EXERCISE GOAL
Copy the whole listing below, requests included, with each answer coordinate scaled by 2.6 and rounded to a whole number, halves rounding up. Leave the numbers in the requests and their format samples as they are.

RAW DATA
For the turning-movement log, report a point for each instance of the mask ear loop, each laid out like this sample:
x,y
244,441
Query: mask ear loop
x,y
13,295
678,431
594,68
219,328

REPLY
For the turning-movement log, report a point for each instance of the mask ear loop, each laid out like this sample:
x,y
244,441
Query: mask ear loop
x,y
34,767
1763,1121
1544,177
569,853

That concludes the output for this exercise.